_Stated task_
Rewrite the lines starting at the one containing "Is there at least one swimming" and ending at the one containing "xmin=29 ymin=0 xmax=624 ymax=182", with "blue sky" changed to "cloudless sky" and nothing else altered.

_Records for this task_
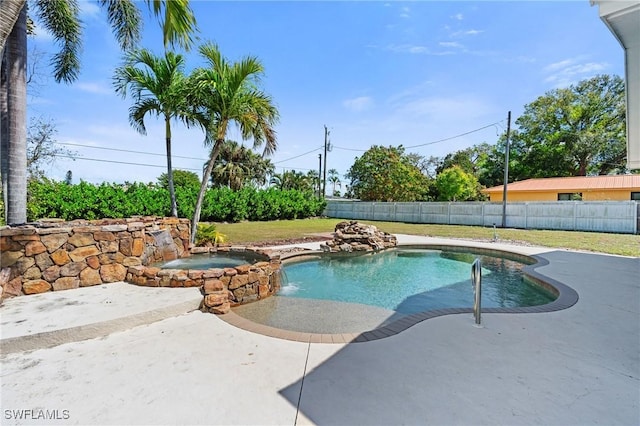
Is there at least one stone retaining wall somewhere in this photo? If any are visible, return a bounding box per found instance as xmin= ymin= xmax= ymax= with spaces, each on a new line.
xmin=0 ymin=217 xmax=190 ymax=297
xmin=126 ymin=247 xmax=281 ymax=314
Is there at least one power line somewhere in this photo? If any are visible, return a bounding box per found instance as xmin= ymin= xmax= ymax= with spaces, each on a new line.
xmin=55 ymin=154 xmax=202 ymax=172
xmin=405 ymin=120 xmax=504 ymax=148
xmin=54 ymin=142 xmax=207 ymax=161
xmin=273 ymin=146 xmax=323 ymax=164
xmin=333 ymin=120 xmax=504 ymax=152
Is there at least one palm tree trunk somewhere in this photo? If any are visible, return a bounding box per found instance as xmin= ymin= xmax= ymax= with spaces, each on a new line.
xmin=0 ymin=49 xmax=9 ymax=219
xmin=0 ymin=0 xmax=27 ymax=51
xmin=3 ymin=4 xmax=27 ymax=224
xmin=191 ymin=139 xmax=224 ymax=244
xmin=164 ymin=116 xmax=178 ymax=217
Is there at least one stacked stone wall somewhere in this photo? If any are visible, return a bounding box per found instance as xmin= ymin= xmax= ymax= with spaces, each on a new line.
xmin=0 ymin=217 xmax=190 ymax=297
xmin=126 ymin=248 xmax=281 ymax=314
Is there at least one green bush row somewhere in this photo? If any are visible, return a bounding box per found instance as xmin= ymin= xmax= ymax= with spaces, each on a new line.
xmin=27 ymin=179 xmax=326 ymax=222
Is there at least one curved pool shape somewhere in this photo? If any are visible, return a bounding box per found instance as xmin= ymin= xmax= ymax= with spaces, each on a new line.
xmin=277 ymin=248 xmax=556 ymax=315
xmin=229 ymin=245 xmax=578 ymax=343
xmin=160 ymin=251 xmax=265 ymax=269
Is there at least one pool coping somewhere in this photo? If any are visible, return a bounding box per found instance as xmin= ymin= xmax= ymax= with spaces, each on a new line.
xmin=218 ymin=243 xmax=579 ymax=344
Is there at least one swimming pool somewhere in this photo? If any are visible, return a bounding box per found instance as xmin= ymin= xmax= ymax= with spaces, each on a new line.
xmin=233 ymin=247 xmax=557 ymax=333
xmin=277 ymin=248 xmax=556 ymax=314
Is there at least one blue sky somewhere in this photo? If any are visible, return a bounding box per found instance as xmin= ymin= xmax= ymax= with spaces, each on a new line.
xmin=29 ymin=0 xmax=624 ymax=182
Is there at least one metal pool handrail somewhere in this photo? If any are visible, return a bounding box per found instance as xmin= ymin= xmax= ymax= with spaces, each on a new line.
xmin=471 ymin=258 xmax=482 ymax=325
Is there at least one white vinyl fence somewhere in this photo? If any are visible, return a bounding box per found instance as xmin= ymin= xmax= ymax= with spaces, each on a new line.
xmin=324 ymin=200 xmax=640 ymax=234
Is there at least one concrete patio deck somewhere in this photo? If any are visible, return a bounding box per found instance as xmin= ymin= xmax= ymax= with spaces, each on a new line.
xmin=0 ymin=236 xmax=640 ymax=425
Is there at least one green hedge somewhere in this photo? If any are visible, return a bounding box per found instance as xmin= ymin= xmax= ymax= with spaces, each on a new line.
xmin=27 ymin=179 xmax=326 ymax=222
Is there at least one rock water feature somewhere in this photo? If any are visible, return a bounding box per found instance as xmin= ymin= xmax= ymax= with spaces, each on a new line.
xmin=320 ymin=220 xmax=398 ymax=253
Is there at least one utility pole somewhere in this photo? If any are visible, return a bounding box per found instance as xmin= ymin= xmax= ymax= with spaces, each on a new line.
xmin=502 ymin=111 xmax=511 ymax=228
xmin=318 ymin=124 xmax=329 ymax=198
xmin=318 ymin=154 xmax=326 ymax=198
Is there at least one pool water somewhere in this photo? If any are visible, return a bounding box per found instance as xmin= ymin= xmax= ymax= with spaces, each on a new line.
xmin=276 ymin=249 xmax=555 ymax=314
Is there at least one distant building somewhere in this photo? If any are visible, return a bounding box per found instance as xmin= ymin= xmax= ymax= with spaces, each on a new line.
xmin=482 ymin=175 xmax=640 ymax=202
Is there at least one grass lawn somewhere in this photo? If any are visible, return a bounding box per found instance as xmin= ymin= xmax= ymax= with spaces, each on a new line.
xmin=216 ymin=218 xmax=640 ymax=257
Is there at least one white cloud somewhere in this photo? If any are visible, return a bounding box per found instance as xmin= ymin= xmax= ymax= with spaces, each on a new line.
xmin=543 ymin=58 xmax=609 ymax=88
xmin=342 ymin=96 xmax=373 ymax=112
xmin=385 ymin=44 xmax=429 ymax=54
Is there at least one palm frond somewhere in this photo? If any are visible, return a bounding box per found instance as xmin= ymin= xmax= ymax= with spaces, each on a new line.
xmin=36 ymin=0 xmax=82 ymax=83
xmin=100 ymin=0 xmax=142 ymax=50
xmin=147 ymin=0 xmax=198 ymax=50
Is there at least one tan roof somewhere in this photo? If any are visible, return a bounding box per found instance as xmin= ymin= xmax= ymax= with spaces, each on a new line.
xmin=483 ymin=175 xmax=640 ymax=192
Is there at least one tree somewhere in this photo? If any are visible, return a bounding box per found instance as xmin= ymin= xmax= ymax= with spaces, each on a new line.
xmin=113 ymin=49 xmax=199 ymax=216
xmin=516 ymin=75 xmax=626 ymax=177
xmin=329 ymin=169 xmax=342 ymax=197
xmin=191 ymin=43 xmax=279 ymax=242
xmin=346 ymin=145 xmax=429 ymax=201
xmin=0 ymin=0 xmax=195 ymax=224
xmin=436 ymin=166 xmax=479 ymax=201
xmin=211 ymin=141 xmax=274 ymax=191
xmin=270 ymin=170 xmax=318 ymax=193
xmin=158 ymin=170 xmax=200 ymax=190
xmin=27 ymin=117 xmax=75 ymax=178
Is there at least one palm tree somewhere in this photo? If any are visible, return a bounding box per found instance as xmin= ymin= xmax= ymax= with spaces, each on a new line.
xmin=212 ymin=141 xmax=249 ymax=191
xmin=0 ymin=0 xmax=196 ymax=224
xmin=113 ymin=49 xmax=198 ymax=216
xmin=191 ymin=43 xmax=278 ymax=242
xmin=211 ymin=141 xmax=275 ymax=191
xmin=328 ymin=169 xmax=342 ymax=196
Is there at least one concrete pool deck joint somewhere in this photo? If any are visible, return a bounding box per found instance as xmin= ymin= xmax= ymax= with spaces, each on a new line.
xmin=220 ymin=243 xmax=579 ymax=343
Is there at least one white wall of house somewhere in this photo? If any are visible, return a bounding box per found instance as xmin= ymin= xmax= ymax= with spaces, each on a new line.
xmin=591 ymin=0 xmax=640 ymax=170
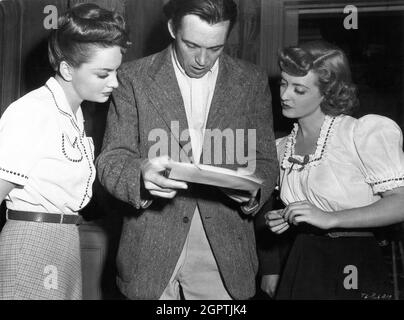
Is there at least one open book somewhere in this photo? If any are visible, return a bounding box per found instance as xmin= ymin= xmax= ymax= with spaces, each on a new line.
xmin=168 ymin=162 xmax=263 ymax=191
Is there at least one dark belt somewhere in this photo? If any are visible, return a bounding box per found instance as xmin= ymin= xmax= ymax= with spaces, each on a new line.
xmin=7 ymin=210 xmax=83 ymax=225
xmin=325 ymin=231 xmax=374 ymax=238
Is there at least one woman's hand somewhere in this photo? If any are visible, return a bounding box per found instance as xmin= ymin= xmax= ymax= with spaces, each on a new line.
xmin=283 ymin=201 xmax=336 ymax=230
xmin=265 ymin=209 xmax=289 ymax=234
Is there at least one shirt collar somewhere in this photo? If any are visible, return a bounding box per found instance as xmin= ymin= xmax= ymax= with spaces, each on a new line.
xmin=46 ymin=77 xmax=84 ymax=127
xmin=171 ymin=44 xmax=219 ymax=79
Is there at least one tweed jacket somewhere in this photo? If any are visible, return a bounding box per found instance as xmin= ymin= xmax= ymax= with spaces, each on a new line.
xmin=96 ymin=47 xmax=278 ymax=299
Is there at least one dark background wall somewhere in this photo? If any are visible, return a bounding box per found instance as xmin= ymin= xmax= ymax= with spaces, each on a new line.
xmin=0 ymin=0 xmax=404 ymax=298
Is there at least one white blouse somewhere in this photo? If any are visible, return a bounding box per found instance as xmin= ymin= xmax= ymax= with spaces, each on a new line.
xmin=277 ymin=115 xmax=404 ymax=212
xmin=0 ymin=78 xmax=95 ymax=214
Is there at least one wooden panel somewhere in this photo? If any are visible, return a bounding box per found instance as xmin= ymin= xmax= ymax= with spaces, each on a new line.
xmin=0 ymin=0 xmax=22 ymax=114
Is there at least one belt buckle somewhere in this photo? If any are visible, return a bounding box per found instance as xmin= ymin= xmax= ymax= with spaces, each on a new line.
xmin=75 ymin=214 xmax=83 ymax=226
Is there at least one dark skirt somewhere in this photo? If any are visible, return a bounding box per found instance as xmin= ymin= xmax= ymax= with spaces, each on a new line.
xmin=276 ymin=234 xmax=392 ymax=300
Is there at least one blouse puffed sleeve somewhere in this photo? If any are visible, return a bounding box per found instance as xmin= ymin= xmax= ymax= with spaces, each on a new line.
xmin=0 ymin=100 xmax=44 ymax=186
xmin=354 ymin=115 xmax=404 ymax=194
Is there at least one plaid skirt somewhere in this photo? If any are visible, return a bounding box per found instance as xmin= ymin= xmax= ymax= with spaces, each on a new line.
xmin=0 ymin=220 xmax=82 ymax=300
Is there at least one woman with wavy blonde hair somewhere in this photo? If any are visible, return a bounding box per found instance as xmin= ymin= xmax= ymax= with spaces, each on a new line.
xmin=266 ymin=41 xmax=404 ymax=299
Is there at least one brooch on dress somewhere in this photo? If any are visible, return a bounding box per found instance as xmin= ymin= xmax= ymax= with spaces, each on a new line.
xmin=288 ymin=154 xmax=309 ymax=174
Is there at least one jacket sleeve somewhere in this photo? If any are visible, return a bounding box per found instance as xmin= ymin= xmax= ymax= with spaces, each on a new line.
xmin=96 ymin=70 xmax=147 ymax=209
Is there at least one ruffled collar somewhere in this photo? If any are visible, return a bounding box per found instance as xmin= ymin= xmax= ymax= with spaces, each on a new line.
xmin=281 ymin=115 xmax=339 ymax=171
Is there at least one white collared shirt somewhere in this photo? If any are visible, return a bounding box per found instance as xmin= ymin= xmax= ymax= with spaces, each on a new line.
xmin=0 ymin=78 xmax=95 ymax=214
xmin=171 ymin=46 xmax=219 ymax=163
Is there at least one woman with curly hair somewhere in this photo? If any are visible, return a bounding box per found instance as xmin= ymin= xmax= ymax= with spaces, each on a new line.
xmin=0 ymin=4 xmax=128 ymax=300
xmin=266 ymin=41 xmax=404 ymax=299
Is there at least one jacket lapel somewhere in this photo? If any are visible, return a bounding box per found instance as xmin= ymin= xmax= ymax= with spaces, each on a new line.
xmin=146 ymin=46 xmax=188 ymax=154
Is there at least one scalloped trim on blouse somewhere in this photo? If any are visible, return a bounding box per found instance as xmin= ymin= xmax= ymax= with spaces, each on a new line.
xmin=282 ymin=115 xmax=341 ymax=171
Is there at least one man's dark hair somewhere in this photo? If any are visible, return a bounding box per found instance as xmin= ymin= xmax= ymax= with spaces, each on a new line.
xmin=164 ymin=0 xmax=237 ymax=33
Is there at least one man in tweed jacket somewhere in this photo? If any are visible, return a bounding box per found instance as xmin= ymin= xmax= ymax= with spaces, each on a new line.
xmin=97 ymin=0 xmax=278 ymax=299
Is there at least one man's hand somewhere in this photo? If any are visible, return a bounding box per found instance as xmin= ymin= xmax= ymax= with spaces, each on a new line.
xmin=283 ymin=201 xmax=336 ymax=230
xmin=261 ymin=274 xmax=279 ymax=298
xmin=141 ymin=156 xmax=188 ymax=199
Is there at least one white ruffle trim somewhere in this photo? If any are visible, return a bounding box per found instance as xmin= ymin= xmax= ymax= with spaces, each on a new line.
xmin=281 ymin=115 xmax=341 ymax=171
xmin=366 ymin=177 xmax=404 ymax=193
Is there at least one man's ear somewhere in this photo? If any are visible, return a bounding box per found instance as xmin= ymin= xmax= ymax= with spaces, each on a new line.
xmin=167 ymin=19 xmax=175 ymax=39
xmin=59 ymin=61 xmax=72 ymax=82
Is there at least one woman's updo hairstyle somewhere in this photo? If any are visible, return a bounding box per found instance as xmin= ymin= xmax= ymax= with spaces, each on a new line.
xmin=48 ymin=3 xmax=130 ymax=72
xmin=279 ymin=41 xmax=359 ymax=116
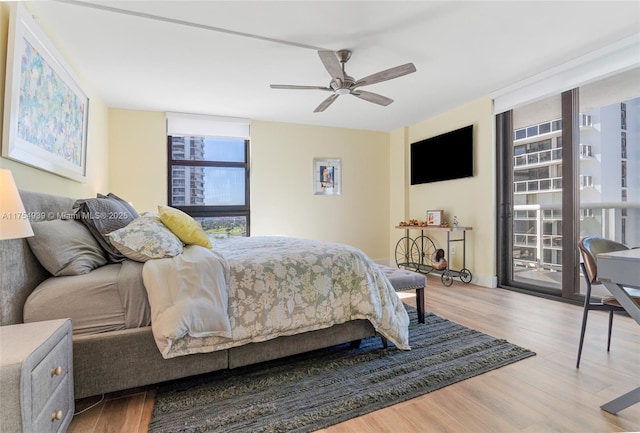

_Expected output_
Is there at least one swimming pool somewhere in this photo? If any are visible, return a bounding box per found instance as xmin= ymin= xmax= ymax= with spaces, each on a new line.
xmin=233 ymin=247 xmax=557 ymax=333
xmin=277 ymin=248 xmax=556 ymax=314
Is there at least one cloudless sky somewhere in this photo? If any are visible, return a bounding box per found instance as xmin= ymin= xmax= ymax= with spaces, each on a new line.
xmin=29 ymin=0 xmax=624 ymax=182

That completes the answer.